__Required work__:
Retype exactly the stretch of lines that begins at the line containing "tag the white wall" and ends at the last line of the data, with no other lines.

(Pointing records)
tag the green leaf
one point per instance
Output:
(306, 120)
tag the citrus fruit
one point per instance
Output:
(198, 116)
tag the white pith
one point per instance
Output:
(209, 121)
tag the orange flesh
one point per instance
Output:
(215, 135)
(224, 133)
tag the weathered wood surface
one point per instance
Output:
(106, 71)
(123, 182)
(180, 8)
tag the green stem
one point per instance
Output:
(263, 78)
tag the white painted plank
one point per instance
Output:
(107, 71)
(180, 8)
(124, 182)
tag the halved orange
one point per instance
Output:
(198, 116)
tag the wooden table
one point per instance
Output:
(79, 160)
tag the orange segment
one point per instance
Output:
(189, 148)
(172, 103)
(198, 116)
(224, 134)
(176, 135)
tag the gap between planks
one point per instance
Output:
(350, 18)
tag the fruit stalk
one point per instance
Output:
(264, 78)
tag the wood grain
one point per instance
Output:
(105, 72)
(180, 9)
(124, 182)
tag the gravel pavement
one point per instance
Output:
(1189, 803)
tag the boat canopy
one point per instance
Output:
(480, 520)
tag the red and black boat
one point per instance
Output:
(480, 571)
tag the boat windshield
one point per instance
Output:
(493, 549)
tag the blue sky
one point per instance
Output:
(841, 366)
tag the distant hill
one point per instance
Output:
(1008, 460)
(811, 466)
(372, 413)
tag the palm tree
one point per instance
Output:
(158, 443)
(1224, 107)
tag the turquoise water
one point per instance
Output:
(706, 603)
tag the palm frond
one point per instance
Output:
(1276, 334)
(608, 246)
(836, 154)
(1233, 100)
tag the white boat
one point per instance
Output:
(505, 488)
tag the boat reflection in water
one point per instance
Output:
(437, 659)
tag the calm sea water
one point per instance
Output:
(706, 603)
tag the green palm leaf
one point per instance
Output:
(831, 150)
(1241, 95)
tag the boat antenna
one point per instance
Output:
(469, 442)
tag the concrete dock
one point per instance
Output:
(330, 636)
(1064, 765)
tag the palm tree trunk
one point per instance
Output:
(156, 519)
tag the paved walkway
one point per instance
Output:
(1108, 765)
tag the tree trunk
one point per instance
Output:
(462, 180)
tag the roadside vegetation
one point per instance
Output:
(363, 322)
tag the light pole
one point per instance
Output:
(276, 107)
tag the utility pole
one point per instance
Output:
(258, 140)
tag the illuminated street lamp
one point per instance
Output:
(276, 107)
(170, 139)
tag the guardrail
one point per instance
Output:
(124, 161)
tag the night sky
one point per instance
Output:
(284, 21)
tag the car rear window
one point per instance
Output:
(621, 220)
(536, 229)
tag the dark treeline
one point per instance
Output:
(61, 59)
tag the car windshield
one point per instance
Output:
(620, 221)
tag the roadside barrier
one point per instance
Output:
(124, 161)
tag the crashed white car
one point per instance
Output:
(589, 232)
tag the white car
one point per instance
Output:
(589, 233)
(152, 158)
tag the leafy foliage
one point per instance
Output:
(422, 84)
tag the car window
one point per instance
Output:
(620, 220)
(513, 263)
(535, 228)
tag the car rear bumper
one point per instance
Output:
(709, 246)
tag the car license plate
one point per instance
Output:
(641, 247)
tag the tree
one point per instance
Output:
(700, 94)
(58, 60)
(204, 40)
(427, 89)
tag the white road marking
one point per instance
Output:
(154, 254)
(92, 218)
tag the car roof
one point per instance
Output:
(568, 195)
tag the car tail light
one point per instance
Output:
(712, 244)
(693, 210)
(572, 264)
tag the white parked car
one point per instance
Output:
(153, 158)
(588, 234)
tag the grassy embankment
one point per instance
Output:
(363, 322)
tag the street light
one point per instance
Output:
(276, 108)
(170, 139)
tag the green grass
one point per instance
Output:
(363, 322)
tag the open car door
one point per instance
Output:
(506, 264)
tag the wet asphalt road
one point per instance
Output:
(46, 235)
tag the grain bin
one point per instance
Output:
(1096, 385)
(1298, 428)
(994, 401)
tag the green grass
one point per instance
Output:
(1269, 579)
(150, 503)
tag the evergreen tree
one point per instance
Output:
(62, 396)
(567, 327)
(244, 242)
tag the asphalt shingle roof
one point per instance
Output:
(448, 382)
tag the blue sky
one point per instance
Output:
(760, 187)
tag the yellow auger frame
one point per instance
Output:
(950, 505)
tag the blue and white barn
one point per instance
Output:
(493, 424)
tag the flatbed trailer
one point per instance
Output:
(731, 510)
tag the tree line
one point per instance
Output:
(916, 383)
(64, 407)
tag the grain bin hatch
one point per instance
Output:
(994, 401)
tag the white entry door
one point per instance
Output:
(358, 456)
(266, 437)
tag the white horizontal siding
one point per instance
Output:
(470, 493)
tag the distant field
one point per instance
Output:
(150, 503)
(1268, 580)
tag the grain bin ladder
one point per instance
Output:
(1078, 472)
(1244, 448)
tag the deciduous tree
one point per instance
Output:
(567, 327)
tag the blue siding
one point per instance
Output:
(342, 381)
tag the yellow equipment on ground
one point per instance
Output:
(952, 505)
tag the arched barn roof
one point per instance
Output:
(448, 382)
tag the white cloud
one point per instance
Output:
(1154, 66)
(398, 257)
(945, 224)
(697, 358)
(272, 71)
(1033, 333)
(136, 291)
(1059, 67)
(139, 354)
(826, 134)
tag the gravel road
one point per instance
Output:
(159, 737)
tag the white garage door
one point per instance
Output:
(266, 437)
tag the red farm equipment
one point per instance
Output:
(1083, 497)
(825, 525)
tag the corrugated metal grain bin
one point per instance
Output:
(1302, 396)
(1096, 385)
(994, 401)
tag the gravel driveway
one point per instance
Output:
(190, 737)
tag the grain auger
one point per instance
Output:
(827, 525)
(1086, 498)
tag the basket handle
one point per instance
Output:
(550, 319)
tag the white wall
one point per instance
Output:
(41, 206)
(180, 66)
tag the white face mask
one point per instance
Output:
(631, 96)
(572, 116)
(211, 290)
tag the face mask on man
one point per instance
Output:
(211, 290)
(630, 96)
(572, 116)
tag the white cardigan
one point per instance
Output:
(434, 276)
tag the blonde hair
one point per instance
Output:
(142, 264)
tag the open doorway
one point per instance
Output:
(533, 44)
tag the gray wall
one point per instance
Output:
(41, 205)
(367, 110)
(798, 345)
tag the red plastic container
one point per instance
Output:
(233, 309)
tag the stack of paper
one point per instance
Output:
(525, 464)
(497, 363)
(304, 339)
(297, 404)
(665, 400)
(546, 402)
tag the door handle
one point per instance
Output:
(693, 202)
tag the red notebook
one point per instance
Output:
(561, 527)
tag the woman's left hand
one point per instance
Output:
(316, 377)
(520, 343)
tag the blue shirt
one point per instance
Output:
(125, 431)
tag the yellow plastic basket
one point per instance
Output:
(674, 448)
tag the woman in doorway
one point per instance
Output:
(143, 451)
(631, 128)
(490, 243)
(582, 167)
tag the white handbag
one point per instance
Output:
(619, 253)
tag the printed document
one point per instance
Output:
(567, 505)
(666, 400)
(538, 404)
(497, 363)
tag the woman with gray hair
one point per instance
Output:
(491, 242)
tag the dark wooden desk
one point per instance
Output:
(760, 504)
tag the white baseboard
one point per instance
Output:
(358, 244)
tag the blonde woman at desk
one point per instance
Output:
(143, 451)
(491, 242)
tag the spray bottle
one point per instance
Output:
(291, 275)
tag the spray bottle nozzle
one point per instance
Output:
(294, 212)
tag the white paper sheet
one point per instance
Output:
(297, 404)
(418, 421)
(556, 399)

__Solution to this problem__:
tag the white wall
one point per instance
Output:
(41, 206)
(180, 66)
tag the white face mask
one point per instance
Output:
(631, 96)
(572, 116)
(211, 290)
tag the face mask on man
one point per instance
Output:
(211, 290)
(630, 96)
(572, 116)
tag the white cardigan
one point per instance
Output:
(434, 276)
tag the blonde hair
one point per instance
Output:
(142, 264)
tag the open doorway
one point per instance
Output:
(533, 44)
tag the gray wall
one point per instance
Output:
(41, 205)
(367, 110)
(798, 345)
tag the red plastic container
one point per instance
Output:
(233, 309)
tag the stack of paper
one point per instance
Output:
(525, 464)
(497, 363)
(304, 339)
(297, 404)
(665, 400)
(546, 402)
tag the door handle
one point per instance
Output:
(693, 202)
tag the red notebook
one point per instance
Output:
(561, 527)
tag the woman's left hand
one point per instance
Output:
(316, 377)
(520, 343)
tag the blue shirt
one point per instance
Output:
(125, 431)
tag the yellow plastic basket
one point per instance
Output:
(674, 448)
tag the woman in doorway
one point per instance
Output:
(143, 451)
(631, 128)
(490, 243)
(582, 167)
tag the white handbag
one point per instance
Output:
(619, 253)
tag the printed document
one point per instance
Output:
(567, 505)
(666, 400)
(538, 404)
(497, 363)
tag the woman with gray hair
one point per instance
Output:
(491, 242)
tag the dark wooden desk
one point per instance
Output:
(760, 504)
tag the white baseboard
one point per instance
Output:
(358, 244)
tag the blonde woman at desk
one point per instance
Output:
(143, 451)
(491, 242)
tag the spray bottle
one point per instance
Output:
(291, 275)
tag the spray bottle nozzle
one point per instance
Output:
(294, 212)
tag the white paper sheet
one point per instance
Output:
(297, 404)
(418, 421)
(556, 399)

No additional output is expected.